- WHAT TO DO -
A - According to the passage on LLM-as-a-judge evaluation, by how much did the ChainPoll approach improve accuracy over single-shot scoring?
B - Reproduce the passage on LLM-as-a-judge evaluation word for word from "Decomposed evaluation: Break" to "retune the judge.".

- SOURCE PASSAGE -
----------

The feedback loop problem

Here's the part that keeps me up at night. If we use LLM-as-a-judge to evaluate our models, and then use those evaluation scores to fine-tune our models, we're creating a closed feedback loop. The models learn to produce outputs that score well with the judge, not outputs that are actually good. Over time, the models optimize for pleasing another model rather than being useful to humans. This is essentially Goodhart's Law applied to AI: once the metric becomes the target, it stops being a good metric. When your judge is an LLM, the models learn the judge's preferences and biases. They learn to be verbose because the judge likes verbosity. They learn to hedge and qualify because the judge rewards hedging. The system converges on outputs that game the evaluation, not outputs that serve the user.

So what actually works?

I'm not saying we should throw out automated evaluation entirely. The scale problem is real. You can't have humans review every single output from a production system processing millions of requests. But we need to be honest about what LLM-as-a-judge actually gives us: a rough, biased, non-deterministic approximation of quality. Some approaches that seem more promising:

Binary verdicts over numeric scores: Instead of asking a judge to rate something on a scale of 1 to 10, ask specific yes-or-no questions. "Does this response contain a hallucinated fact?" "Does this directly answer the user's question?" Research from Galileo AI found that this approach, combined with polling multiple times (a technique called ChainPoll), improved accuracy by 23 percent over single-shot scoring.

Decomposed evaluation: Break the assessment into concrete, measurable dimensions. Factual accuracy, relevance, completeness, tone. Each one can be evaluated independently, and many can use deterministic checks rather than LLM judgments.

Human-in-the-loop calibration: Use LLM judges for scale, but regularly calibrate them against human expert evaluations. When the judge and the humans diverge, trust the humans and retune the judge.

Statistical acceptance testing: Instead of checking individual outputs, evaluate distributions. Run the same prompt 50 times and check whether the distribution of outputs meets your quality threshold. Accept the non-determinism instead of fighting it.

Accepting the uncertainty

I think the deeper issue is philosophical. We want AI systems to be testable the way software is testable. We want clean pass/fail results. We want CI/CD pipelines with green checkmarks. But LLMs aren't software in the traditional sense. They're closer to creative collaborators, and evaluating a creative collaborator's work has always been subjective, contextual, and messy. The irony isn't just that we're testing non-deterministic systems with non-deterministic judges. It's that we're so uncomfortable with uncertainty that we'd rather have a confident but unreliable automated score than sit with the ambiguity. We'd rather pretend the problem is solved than do the harder work of defining what "good" actually means for each specific use case. Maybe the first step is admitting that LLM evaluation is genuinely hard, that there's no clean solution, and that anyone selling you a fully automated eval pipeline is probably oversimplifying the problem. The best evaluation strategy might just be accepting that you're gambling, and learning to manage the odds instead of pretending they don't exist.

References

Woo, S., et al. "The Generative AI Paradox on Evaluation: What It Can Solve, It May Not Evaluate." arXiv:2402.06204, 2024.

Raju, K., et al. "Limitations of the LLM-as-a-Judge Approach for Evaluating LLM Outputs in Expert Knowledge Tasks." ACM IUI 2025, 2025.

Munro, K. "LLMs as Judges: Practical Problems and How to Avoid Them." katherine-munro.com, 2024.

"Exploring LLM-as-a-Judge." Weights & Biases, 2024.

"Are You Making These 7 LLM-as-a-Judge Mistakes?" Galileo AI, 2024.

"LLM-as-a-judge: A Complete Guide to Using LLMs for Evaluations." Evidently AI, 2025.

Orosz, G. and Husain, H. "A Pragmatic Guide to LLM Evals for Devs." The Pragmatic Engineer, 2025.

Huang, J. "Evaluating Large Language Model Systems: Metrics, Challenges, and Best Practices." Microsoft Data Science Blog, 2024.

----------

- MATERIAL SUPPLIED -
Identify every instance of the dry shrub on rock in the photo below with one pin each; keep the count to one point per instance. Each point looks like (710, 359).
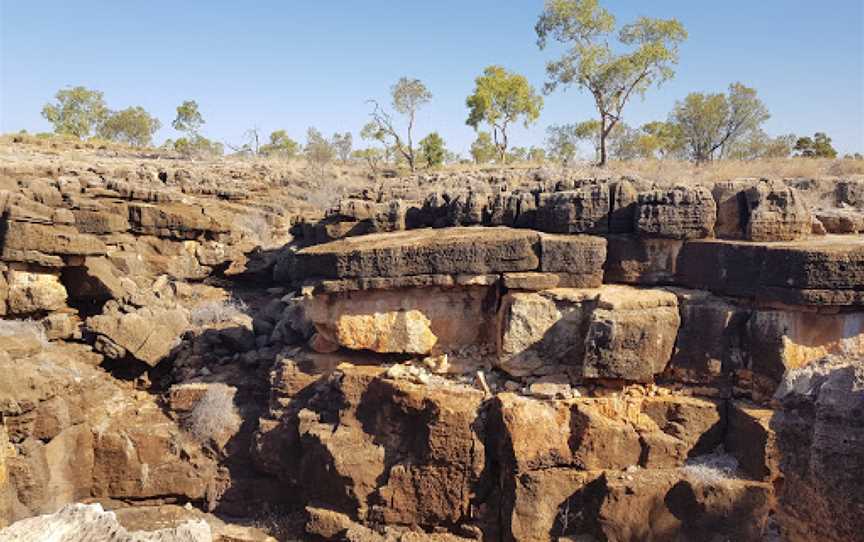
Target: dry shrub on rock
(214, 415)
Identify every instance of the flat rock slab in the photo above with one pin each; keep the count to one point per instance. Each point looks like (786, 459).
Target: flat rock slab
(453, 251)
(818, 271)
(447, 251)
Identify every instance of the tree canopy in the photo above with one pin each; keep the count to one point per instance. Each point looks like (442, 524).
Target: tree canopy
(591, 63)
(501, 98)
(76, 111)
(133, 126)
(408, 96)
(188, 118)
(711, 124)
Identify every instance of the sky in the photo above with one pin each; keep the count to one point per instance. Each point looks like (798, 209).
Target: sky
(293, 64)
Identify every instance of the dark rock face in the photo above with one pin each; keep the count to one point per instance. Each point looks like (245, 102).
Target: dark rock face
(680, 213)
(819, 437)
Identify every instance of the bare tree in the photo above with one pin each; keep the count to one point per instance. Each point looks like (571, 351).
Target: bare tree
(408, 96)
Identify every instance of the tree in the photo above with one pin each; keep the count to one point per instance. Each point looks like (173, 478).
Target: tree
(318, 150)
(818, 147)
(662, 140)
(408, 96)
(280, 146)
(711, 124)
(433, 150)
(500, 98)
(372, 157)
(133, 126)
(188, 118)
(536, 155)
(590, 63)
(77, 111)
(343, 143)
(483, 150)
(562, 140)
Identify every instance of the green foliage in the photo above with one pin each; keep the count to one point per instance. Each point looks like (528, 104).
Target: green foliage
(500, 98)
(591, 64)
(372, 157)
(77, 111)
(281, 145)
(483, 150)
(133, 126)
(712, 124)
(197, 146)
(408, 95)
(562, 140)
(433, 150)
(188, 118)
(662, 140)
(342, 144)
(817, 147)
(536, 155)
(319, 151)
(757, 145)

----------

- ANSWERS -
A - By 23 percent.

B -
Decomposed evaluation: Break the assessment into concrete, measurable dimensions. Factual accuracy, relevance, completeness, tone. Each one can be evaluated independently, and many can use deterministic checks rather than LLM judgments.

Human-in-the-loop calibration: Use LLM judges for scale, but regularly calibrate them against human expert evaluations. When the judge and the humans diverge, trust the humans and retune the judge.